> _Records to use_

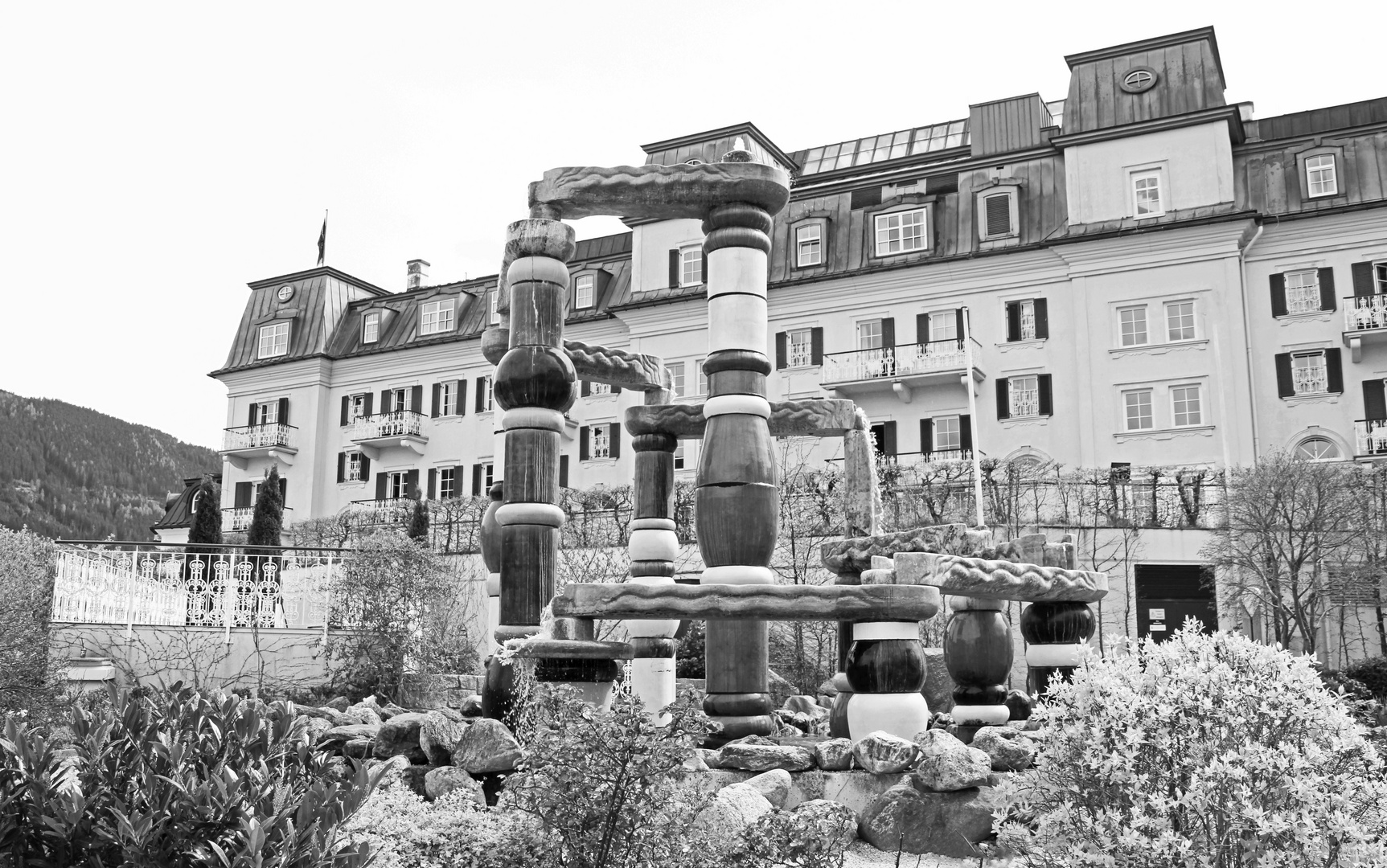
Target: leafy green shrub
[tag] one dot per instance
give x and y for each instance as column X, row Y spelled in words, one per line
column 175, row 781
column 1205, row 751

--

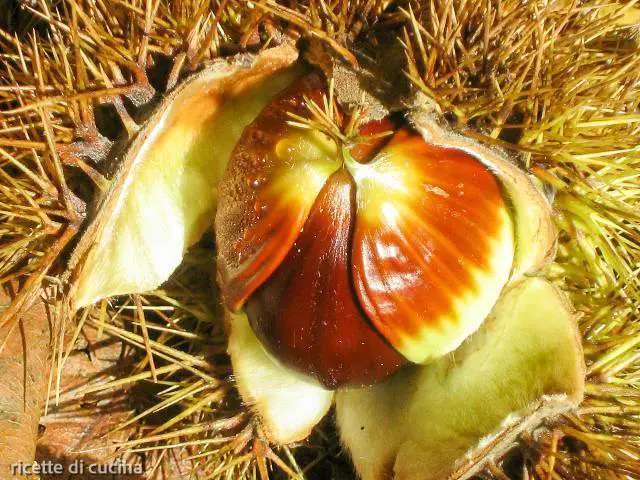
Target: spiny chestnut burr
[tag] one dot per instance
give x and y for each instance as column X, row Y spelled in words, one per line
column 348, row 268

--

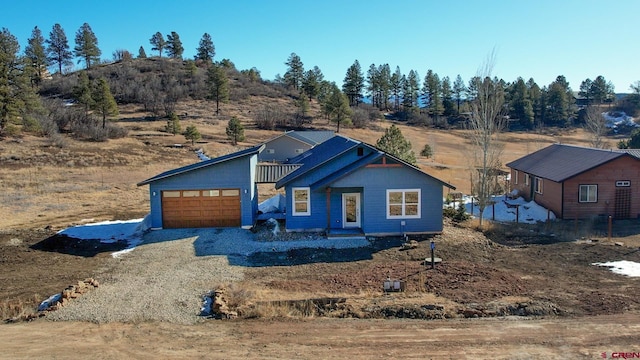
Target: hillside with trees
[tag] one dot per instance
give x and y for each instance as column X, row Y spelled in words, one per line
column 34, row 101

> _What the exercise asks_
Search the lines above for the string "Target" and copy each line that has it.

> _Output_
Target: leafy green shrub
Target: spiny chestnut burr
Target: hillside with trees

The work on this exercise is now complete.